# START OF DOCUMENT SEGMENT

Italian, a romance language originally descended from Latin, is believed to have spread across Europe in the 14th century, following the popularity of Dante’s Divine Comedy. Today, there are about 67 million Italian speakers in the world—a large portion of whom are living within the borders of Italy and Switzerland. Often referred to as the language of love, Italian is amongst the most popular second languages of study in the world. That is a pretty remarkable statistic when you consider that there are only a handful of countries where Italian is spoken as the official language.For expats living in Italy, learning Italian is more than a hobby; it is a necessity. There are a myriad of factors that combine to bring learners to fluency. Some of those elements include confidence, motivation, good study habits, memory, and constant repetition. So, given all of that, how much time does it take to become fluent in Italian?

The answer: it depends.

# END OF DOCUMENT SEGMENT

_WHAT YOU SHOULD DO_
Write the next part of the passage on how long it takes to become fluent in Italian, picking up after its final line. The data that comes next has no connection to the passage on learning Italian.

# START OF RECORDED DATA

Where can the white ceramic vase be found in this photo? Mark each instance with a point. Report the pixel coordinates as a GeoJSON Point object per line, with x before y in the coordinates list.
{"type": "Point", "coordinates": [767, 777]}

# END OF RECORDED DATA

_ANSWER TO THIS PROBLEM_
Fluency Versus Proficiency

Before we think about how long it will take you to learn Italian fluently, we have to understand the term ‘fluency’ a little better. The dictionary defines fluency as “the ability to speak or write a particular foreign language easily and accurately.” In other words, a fluent speaker can understand everything they hear and read, as well being able to form arguments coherently, express themselves spontaneously, and be capable of grasping the subtlest meanings in even the most complex situations. That is a lot of skills to master.

On the other hand, ‘proficiency’ is defined as “a high degree of skill; expertise.” It is often used interchangeably with the label ‘basic fluency’, which only adds to the confusion. Let’s say, for the sake of argument, that proficiency in Italian means you have a strong grasp of what is going on, you are able to have conversations at the dinner table, and get the general gist of what is happening on the TV news. You may speak with an accent and not always use correct grammar, but you are able to communicate effectively and form friendships with local people you meet. You may want to ask yourself if that level of Italian is sufficient enough for you, because in truth, it is much easier to achieve.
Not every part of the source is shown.